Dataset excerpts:
******

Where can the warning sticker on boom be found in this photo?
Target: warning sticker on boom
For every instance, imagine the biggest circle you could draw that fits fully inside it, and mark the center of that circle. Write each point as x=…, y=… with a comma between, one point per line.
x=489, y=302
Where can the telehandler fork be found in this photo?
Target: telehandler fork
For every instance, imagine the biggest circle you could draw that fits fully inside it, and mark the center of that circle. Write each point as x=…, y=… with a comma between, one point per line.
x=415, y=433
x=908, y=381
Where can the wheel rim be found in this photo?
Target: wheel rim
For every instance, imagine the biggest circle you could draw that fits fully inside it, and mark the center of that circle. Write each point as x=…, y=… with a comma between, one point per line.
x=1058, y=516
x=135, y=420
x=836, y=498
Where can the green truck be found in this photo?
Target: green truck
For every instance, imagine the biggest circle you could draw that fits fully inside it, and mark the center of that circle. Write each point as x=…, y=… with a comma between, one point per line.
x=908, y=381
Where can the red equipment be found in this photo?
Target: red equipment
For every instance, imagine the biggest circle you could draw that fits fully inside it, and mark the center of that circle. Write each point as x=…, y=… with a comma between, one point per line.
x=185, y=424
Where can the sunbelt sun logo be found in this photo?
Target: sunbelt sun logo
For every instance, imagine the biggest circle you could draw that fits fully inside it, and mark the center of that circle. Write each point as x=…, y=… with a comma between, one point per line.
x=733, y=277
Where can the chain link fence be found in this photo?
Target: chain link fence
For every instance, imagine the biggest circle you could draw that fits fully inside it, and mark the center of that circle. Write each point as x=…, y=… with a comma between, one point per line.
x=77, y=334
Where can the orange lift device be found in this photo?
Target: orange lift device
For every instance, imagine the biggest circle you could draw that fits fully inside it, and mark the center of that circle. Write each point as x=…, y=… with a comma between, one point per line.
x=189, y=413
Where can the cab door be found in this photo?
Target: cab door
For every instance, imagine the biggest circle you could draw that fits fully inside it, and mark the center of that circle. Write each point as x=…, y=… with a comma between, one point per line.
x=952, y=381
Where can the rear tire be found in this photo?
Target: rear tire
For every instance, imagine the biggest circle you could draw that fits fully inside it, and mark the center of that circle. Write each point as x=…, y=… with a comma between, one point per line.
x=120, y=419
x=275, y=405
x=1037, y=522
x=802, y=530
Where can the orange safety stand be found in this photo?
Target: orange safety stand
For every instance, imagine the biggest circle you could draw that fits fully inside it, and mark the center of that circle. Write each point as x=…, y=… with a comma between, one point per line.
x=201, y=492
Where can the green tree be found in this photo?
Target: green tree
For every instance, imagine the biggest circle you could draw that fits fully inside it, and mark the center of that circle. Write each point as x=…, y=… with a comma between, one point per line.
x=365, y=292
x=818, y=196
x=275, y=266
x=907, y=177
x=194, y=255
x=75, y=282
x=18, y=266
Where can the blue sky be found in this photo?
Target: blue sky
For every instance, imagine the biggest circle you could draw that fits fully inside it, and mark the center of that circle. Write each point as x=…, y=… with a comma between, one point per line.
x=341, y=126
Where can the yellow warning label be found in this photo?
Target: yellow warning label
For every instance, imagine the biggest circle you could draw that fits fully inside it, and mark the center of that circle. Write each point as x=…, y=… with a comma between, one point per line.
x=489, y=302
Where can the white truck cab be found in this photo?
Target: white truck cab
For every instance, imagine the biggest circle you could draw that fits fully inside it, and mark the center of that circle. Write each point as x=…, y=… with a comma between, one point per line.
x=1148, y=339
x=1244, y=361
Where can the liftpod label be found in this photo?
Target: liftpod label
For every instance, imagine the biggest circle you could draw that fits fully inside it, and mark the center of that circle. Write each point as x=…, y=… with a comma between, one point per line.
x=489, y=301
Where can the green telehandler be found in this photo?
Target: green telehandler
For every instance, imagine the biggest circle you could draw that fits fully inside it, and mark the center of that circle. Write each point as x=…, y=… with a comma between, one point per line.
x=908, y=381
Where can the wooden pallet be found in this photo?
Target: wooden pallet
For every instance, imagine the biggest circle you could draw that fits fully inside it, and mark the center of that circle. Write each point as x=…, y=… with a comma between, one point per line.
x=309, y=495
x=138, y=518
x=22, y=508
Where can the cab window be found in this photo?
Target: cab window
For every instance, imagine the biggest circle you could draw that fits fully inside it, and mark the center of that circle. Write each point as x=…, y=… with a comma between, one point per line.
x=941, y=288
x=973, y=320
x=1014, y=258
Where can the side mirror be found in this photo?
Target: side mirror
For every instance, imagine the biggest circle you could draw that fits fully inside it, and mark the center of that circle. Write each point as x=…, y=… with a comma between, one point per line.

******

## [Instructions to follow]
Report back each line of the entries that holds the string "truck".

## [Task result]
Where can the green truck be found in this photo?
Target: green truck
Where can the white truck cab be found in this photo?
Target: white truck cab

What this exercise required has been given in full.